▶ Exercise
After locating the line with "write x then" in the records below, print it and every line after it exactly.

(Dataset excerpts)
--*--

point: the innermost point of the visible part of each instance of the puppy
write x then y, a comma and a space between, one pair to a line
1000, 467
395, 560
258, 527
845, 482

--*--

▶ Result of this task
write x then y, a comma and a space between, one pair to a line
1000, 467
395, 560
258, 527
845, 482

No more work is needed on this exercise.